# Task prompt:
Write the next part of the tavern narrative below, picking up after its final sentence.

# Exercise text:
•••

My choices are limited tonight due to the fact that my car has been brought in for repairs. As I trudge away from my car to the care of the mechanic, I do quick calculations; I can go to the Bridgeport, which has been remodeled since I was there for The Local, or I can try that new place just a few blocks away.
So I walk into the Sunshine Tavern aaaaaand I am not hopeful. The place looks empty, which, while not surprising given the time, means that my theme won’t be enacted. I step in and the place is wood and gleaming everywhere, with a couple near a window, glasses of wine on the table, one red, one white, with nobody else in the tavern except staff.
The couple is clearly doing something else. I am not to disturb them. So I wander up to the bar and sit down. A menu is produced but I quickly explain I just want a drink-and here is my problem.
The bartender gives me the initial bartender moment, wanting to suss out what I like, what my mood is. That’s precisely not the point. I try to explain a bit until finally I stumble on the idea I’m trying to convey.
“If you were sitting where I am,” I ask, “what would you be drinking? That’s what I want.”
A switch goes off behind his eyes and he nods. Rye whiskey is poured into a glass with a generous splash of red bitters. Another glass hangs out with Pernod in it, which is later tilted and slowly, slowly rotated the bright clear green liquid coating the bottom third.
“I’m making you a traditional N’Ow’ns sazerac,” he says, and I give him a quizzical look. I think he says ‘north’ at first and I don’t understand.
“They make them different all over,” the barkeep says, “but the traditional ones from New Orleans are my favorite.”
I nod, finally understanding what’s going on and smile when my drink arrives.

•••

[Items from a data source]

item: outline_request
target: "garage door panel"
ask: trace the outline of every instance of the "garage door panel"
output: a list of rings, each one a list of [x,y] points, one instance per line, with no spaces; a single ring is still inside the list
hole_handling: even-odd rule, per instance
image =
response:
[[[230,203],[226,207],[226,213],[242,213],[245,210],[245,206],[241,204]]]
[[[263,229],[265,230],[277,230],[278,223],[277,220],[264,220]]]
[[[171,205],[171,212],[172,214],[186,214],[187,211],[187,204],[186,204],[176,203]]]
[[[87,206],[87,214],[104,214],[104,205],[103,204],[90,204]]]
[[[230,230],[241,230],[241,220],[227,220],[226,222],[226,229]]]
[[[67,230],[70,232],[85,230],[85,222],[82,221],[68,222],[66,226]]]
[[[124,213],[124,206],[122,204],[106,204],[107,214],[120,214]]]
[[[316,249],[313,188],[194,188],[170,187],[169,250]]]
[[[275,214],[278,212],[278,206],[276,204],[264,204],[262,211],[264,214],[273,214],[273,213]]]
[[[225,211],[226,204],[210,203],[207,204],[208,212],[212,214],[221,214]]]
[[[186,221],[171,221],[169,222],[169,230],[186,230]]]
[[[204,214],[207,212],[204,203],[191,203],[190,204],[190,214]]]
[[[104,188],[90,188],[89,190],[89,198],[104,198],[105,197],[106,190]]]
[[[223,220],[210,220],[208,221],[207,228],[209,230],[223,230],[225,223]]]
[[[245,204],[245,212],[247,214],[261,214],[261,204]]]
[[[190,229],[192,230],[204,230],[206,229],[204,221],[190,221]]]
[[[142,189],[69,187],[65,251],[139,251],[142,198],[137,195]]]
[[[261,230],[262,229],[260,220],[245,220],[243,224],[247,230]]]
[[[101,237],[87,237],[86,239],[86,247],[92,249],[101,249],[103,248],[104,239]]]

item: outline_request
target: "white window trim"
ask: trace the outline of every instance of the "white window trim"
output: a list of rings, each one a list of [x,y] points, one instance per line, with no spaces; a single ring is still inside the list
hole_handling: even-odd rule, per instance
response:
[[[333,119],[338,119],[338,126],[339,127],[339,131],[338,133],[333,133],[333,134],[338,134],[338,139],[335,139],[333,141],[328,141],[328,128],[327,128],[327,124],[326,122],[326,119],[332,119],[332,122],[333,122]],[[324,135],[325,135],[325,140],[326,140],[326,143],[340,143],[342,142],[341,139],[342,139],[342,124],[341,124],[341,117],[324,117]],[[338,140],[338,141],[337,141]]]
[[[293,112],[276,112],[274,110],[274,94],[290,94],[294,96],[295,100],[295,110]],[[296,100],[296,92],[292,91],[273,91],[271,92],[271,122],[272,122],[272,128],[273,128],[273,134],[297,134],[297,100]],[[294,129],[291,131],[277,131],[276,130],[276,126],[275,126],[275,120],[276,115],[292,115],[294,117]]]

•••

# Answer to this problem:
It’s a lovely combination of anise flavors, lemon and sweetness, reminding me of large jellybeans I got as a child during Easter. It’s also brilliantly refreshing, which if summer had decided to become fully present in Portland, would be a wonderful toxicant. I can see why this is a New Orleans drink, because it’s just the thing to shut down oppressive heat.
The bartender and I chat. He likes working at the Sunshine; it’s welcoming to kids so it truly is a neighborhood place, with people coming in to enjoy themselves and a familiar contingent from the residential apartments upstairs. The people watching on Division never ends, he tells me, and it’s easy to see why because the windows are taller than I am and wrap half the tavern.
I gently finish my drink, prolonging this moment of rest between the unhappiness of needing my car repaired and the preparing to briskly walk home, enjoying the pause and then, finally, I thank the bartender, who has been more than kind to me and walk home.
I lick anise from my teeth all the way home, looking forward to my next chance to visit the Sunshine. They haven’t been open long but I’d like to go back.